#### [Text under study]
::::::
Artificial intelligence is used to guess your streaming preferences, teach students algebra, and even get ahead of deadly storms and wildfires. Why not use it to predict when people might get sick?

One Vermont company is trying to do just that — and hopes to eventually help prevent one of the leading causes of hospital deaths in the U.S. 

Biocogniv, a Burlington company, has created an AI program that can sift through basic hospital blood tests to predict the likelihood that patients will come down with certain illnesses within hours of arriving at the emergency department, much faster than the current standard of care. The firm is working on a handful of detection tools, including one that can predict when people might develop sepsis, a life-threatening immune response to infection that kills more than 250,000 adults in the U.S. each year. 

“We’re doing so with a high level of accuracy — and earlier than most similar products in the market can,” said Jabez Boyd, Biocogniv’s chief operating officer.
::::::
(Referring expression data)
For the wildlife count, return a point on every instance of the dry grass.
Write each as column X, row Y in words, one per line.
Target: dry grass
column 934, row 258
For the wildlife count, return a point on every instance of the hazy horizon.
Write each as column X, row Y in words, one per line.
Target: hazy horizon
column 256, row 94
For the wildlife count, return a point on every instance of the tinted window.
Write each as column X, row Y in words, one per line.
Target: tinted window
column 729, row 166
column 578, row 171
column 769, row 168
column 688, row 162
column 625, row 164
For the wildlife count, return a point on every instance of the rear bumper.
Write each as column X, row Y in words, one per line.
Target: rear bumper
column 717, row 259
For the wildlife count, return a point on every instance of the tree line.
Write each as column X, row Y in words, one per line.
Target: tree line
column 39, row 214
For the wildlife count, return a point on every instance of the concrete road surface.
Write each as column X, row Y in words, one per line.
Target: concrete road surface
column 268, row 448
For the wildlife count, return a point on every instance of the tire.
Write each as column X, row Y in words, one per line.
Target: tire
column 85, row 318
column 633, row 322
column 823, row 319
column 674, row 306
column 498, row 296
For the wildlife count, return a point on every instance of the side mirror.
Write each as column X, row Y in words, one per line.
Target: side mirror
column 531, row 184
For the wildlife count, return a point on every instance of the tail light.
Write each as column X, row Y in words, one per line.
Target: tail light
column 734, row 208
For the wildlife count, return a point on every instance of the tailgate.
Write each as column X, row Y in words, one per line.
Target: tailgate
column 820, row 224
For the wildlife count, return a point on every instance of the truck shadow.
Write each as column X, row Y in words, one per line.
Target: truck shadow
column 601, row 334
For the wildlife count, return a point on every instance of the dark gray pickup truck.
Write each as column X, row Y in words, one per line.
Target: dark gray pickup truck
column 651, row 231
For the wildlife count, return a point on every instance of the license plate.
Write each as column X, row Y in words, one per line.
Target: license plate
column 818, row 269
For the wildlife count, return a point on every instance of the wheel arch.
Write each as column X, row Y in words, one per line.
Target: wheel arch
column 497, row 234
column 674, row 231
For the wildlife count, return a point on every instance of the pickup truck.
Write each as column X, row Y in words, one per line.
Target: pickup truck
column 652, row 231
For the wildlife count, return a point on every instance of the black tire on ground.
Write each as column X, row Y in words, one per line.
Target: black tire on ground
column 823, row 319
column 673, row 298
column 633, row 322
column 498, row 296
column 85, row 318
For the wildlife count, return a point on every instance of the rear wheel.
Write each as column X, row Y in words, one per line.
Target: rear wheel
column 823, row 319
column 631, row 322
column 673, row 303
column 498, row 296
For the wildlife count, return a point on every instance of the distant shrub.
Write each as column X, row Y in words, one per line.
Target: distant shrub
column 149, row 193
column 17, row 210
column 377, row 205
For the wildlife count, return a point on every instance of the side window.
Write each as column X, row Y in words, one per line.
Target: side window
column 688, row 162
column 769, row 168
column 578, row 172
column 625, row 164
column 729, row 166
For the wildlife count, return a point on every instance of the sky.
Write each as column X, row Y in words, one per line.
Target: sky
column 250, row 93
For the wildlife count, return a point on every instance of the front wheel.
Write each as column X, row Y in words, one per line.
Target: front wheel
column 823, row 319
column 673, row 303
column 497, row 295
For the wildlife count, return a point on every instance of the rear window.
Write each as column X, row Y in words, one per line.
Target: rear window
::::::
#### [Required work]
(a) In the passage about Biocogniv's AI program, write out the text from "One Vermont company" to "U.S. each year.".
(b) According to the passage about Biocogniv's AI program, how many adults in the U.S. does sepsis kill each year?

#### [Solved problems]
(a)
One Vermont company is trying to do just that — and hopes to eventually help prevent one of the leading causes of hospital deaths in the U.S. 

Biocogniv, a Burlington company, has created an AI program that can sift through basic hospital blood tests to predict the likelihood that patients will come down with certain illnesses within hours of arriving at the emergency department, much faster than the current standard of care. The firm is working on a handful of detection tools, including one that can predict when people might develop sepsis, a life-threatening immune response to infection that kills more than 250,000 adults in the U.S. each year.

(b) More than 250,000 adults.